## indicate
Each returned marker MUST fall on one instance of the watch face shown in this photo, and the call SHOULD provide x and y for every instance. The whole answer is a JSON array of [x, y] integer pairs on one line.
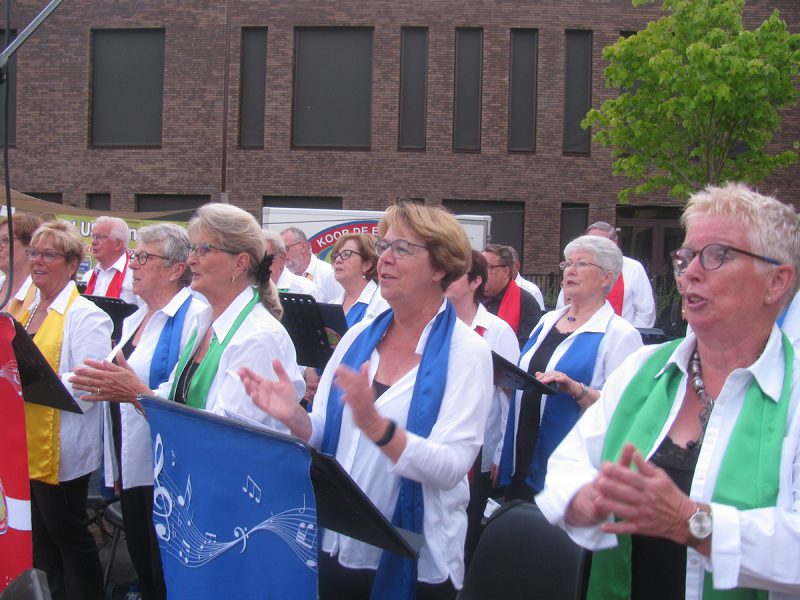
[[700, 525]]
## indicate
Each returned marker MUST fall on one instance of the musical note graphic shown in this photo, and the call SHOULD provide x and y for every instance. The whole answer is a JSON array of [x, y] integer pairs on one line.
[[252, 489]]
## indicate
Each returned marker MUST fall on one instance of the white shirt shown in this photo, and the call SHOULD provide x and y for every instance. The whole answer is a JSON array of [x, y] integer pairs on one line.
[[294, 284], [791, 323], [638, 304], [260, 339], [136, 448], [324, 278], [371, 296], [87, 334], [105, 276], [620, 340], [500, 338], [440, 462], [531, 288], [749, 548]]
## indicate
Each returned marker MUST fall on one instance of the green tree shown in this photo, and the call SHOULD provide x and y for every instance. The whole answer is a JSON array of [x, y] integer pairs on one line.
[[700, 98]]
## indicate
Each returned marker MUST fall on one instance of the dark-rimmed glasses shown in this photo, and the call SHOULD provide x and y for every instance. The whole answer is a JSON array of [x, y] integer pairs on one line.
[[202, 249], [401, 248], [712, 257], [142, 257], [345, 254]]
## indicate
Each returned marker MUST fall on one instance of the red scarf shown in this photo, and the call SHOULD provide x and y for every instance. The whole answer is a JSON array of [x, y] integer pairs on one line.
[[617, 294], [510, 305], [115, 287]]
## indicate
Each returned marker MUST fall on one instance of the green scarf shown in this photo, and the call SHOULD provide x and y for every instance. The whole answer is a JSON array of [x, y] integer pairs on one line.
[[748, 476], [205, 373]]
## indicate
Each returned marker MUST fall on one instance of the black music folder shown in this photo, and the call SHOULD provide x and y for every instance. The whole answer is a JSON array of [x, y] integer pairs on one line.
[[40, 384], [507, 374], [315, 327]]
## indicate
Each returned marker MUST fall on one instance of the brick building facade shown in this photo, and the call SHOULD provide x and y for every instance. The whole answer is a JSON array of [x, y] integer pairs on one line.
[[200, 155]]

* * * * * * *

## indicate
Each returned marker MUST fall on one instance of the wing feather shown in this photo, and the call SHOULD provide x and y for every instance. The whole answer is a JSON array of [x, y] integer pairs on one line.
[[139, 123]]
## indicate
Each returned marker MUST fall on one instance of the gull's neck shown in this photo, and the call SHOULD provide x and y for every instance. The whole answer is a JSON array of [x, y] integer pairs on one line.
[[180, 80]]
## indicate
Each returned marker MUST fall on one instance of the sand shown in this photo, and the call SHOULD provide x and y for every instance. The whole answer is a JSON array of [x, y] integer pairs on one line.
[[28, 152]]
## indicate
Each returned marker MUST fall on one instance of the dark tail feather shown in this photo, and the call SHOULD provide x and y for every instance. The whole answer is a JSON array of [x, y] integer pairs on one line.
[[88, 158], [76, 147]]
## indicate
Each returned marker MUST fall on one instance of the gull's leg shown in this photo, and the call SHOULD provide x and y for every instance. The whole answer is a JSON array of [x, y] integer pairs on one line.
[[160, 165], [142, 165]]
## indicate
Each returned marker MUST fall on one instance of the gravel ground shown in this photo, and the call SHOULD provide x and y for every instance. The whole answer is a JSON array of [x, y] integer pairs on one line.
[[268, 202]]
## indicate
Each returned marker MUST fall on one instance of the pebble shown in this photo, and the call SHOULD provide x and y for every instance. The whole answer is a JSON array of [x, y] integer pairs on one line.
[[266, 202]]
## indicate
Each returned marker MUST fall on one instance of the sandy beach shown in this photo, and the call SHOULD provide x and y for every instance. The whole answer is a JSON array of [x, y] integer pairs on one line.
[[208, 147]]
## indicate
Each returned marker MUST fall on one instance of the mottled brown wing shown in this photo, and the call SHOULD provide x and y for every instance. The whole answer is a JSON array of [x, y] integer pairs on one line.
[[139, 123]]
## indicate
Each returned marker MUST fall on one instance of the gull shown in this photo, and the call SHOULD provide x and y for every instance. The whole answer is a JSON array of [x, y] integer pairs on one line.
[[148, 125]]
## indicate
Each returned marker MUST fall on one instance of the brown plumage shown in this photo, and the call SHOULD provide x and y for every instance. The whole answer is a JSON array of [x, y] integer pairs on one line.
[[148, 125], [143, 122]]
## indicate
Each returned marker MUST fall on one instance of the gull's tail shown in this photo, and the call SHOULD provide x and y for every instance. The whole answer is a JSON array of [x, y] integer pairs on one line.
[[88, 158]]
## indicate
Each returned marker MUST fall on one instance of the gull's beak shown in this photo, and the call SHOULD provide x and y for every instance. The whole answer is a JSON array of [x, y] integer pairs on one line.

* * * * * * *

_WHAT YOU WILL DO_: Taking the listing above as the source, transcribe only the lines starting at the line with "the gull shown" and going through the line with "the gull's beak", unaltered and with both ends included.

_WRITTEN SOLUTION_:
Each returned marker MUST fall on one instance of the gull shown in this photo, and the call SHOULD provide x and y for every instance. The whole answer is a JSON array of [x, y] integer pairs on one line.
[[148, 125]]
## indicate
Each returned marker MUST fall on one instance of the brown plumage shown in this photo, and the call SHOULD provide x and y for every instance. The whole answer is a JSON array of [x, y] integer pairs on one line.
[[148, 125], [143, 122]]
## indicate
Each returned marker MUST fall on one instance of the gull's tail shown in this photo, and the call SHOULD provide x and y for every instance. The whole answer is a JSON array of [x, y] integer pairs on one line.
[[88, 158]]
## indicate
Each returned marker MUST fall on one instance of the gull's beak shown in this photo, and the call SHOULD provide x and y for every instance. The whole answer is a JSON array of [x, y] integer pairs on one line.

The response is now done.